ARTICLE >>
○ ○ ○

JOIN( UPSTREAM) wrong output regions and score #92

Closed eirinistam closed 6 years ago

eirinistam commented 6 years ago

With the following query: D1 = SELECT(region: chr == chr4) example_dataset_1; D2 = SELECT(region: chr == chr4) example_dataset_2; RES = JOIN(MD(1), UP; output: RIGHT) D1 D2; MATERIALIZE RES INTO join_11; Received wrong regions ouput and scores join_11.zip picture1

marcomass commented 6 years ago

Related to issue #86 Please Eirini, can you upload also the screen shot?

pp86 commented 6 years ago

@marcomass @eirinistam

0 as score is correct, since the score field of the result is set to 0.0 by the GTF converter. chr4 GMQL Region 180 240 0.0 - . D1.source "GMQL"; D1.feature "Region"; D1.score "0.9"; D1.frame "."; D1.name "."; D1.signal "15"; D1.pvalue "15.1452"; D1.qvalue "-1"; D1.peak "-1"; D2.source "GMQL"; D2.feature "Region"; D2.score "240"; D2.frame "."; D2.name "."; D2.signal "17"; D2.pvalue "11.1675"; D2.qvalue "-1"; D2.peak "-1";

Is the problem with the first green region?Which should not be in the output?

marcomass commented 6 years ago

@pp86 The predicate must be applied only upstream of the anchor region. Only one copy of the green region on the right should be in the output (it is adjacent to the second blue region). Here the definition: ● in the positive strand (or when the strand is unknown), UP is true for those regions of the experiment whose right-end is lower than, or equal to, the left-end of the anchor, and DOWN is true for those regions of the experiment whose left-end is higher than, or equal to, the right-end of the anchor; ● in the negative strand inequalities are exchanged; ● remaining regions of the experiment must be overlapping with the anchor region.

○ ○ ○

INSTRUCTION A >> Copy the entries between the line holding "Can you find the glass base?" and the end of the entries, inclusive, keeping the requests and adding 126 to every coordinate in the answers. Leave out all other entries.

Dataset entries about object locations
○ ○ ○

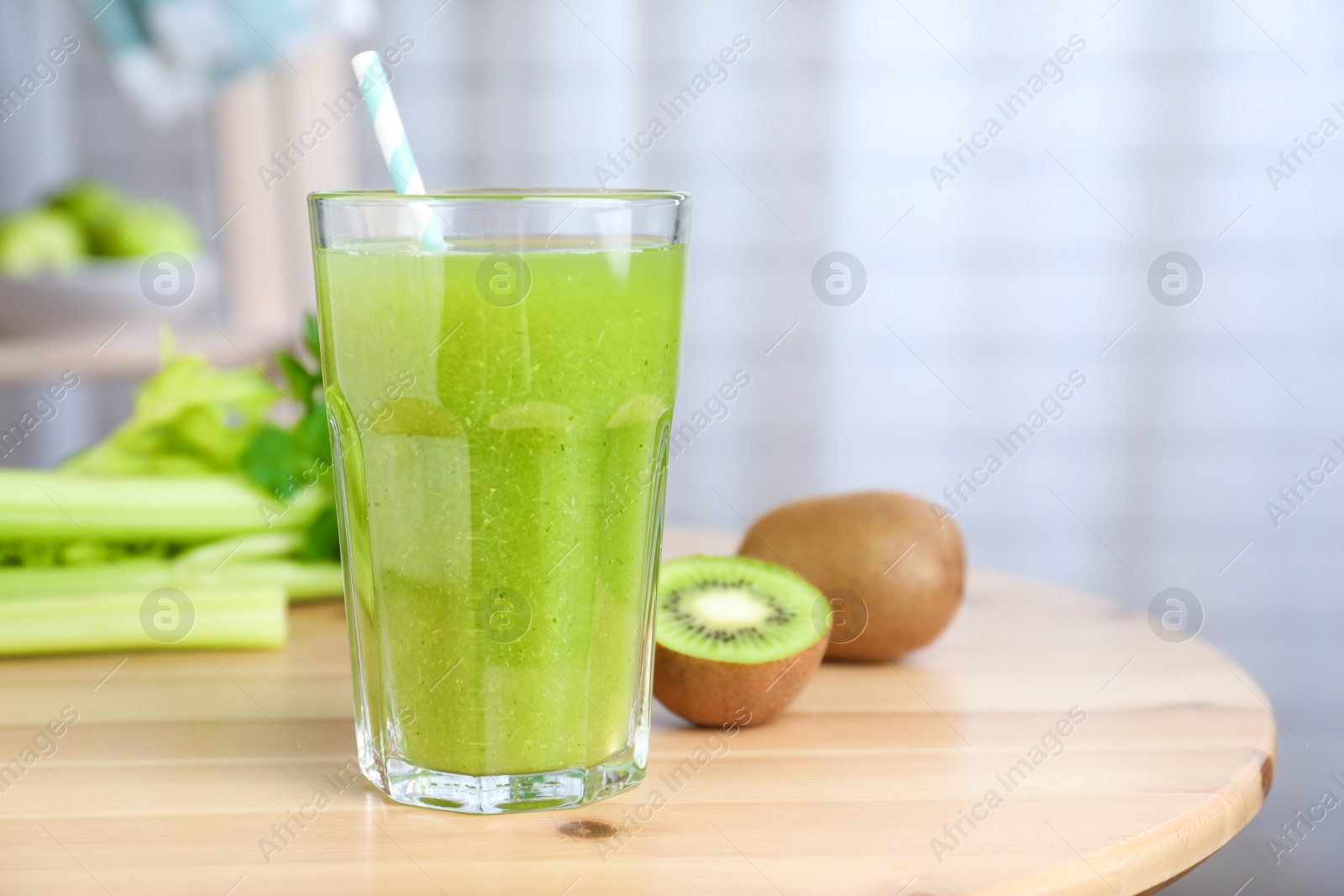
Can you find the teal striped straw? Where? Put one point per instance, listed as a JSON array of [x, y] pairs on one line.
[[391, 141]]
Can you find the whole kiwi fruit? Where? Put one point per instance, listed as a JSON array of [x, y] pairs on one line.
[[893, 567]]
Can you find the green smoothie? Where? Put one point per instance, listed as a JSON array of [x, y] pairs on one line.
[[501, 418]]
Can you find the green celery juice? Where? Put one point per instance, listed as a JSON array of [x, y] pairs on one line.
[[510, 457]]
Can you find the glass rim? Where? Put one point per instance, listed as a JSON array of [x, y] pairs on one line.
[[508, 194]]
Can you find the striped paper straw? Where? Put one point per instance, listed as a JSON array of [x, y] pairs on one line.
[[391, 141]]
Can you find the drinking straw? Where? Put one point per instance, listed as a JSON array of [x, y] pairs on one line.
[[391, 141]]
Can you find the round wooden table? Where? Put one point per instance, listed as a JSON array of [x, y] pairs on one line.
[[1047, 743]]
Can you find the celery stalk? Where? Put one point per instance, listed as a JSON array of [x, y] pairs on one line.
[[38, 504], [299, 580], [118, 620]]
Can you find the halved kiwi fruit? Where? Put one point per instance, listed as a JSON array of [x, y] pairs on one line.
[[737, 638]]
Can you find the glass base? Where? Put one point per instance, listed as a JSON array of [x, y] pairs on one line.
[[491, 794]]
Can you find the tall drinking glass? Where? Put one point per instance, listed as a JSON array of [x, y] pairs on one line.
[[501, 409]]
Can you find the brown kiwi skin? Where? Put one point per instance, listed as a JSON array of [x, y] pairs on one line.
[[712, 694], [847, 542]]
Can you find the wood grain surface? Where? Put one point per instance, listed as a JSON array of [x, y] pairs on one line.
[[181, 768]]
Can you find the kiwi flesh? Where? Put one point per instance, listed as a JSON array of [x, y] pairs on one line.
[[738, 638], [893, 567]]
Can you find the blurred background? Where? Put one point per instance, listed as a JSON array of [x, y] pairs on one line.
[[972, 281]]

○ ○ ○

INSTRUCTION B >> In the issue thread, what sets the score field of the result to 0.0?

FULL RESPONSE A >>
Can you find the glass base? Where? Put one point per instance, listed as a JSON array of [x, y] pairs on one line.
[[617, 920]]
Can you find the tall drinking glass? Where? Put one point per instance, listed as a JSON array of [x, y] pairs on one line.
[[627, 535]]
Can you find the brown kiwi skin? Where? Put one point per instance, listed as a JSON array of [x, y] pairs on one line.
[[838, 820], [973, 668]]
Can you find the wood grain surface? Where? Put one point per instance, listed as a JSON array of [x, y] pairs on one line.
[[307, 894]]
Can you find the kiwi flesh? Where? Put one point per instance, listed as a JSON array of [x, y] pairs on one line.
[[864, 764], [1019, 693]]
Can you find the blurred background? Where? Put one point per instance, listed as a JSON array of [x, y] pairs on one line.
[[1098, 407]]

FULL RESPONSE B >> The GTF converter.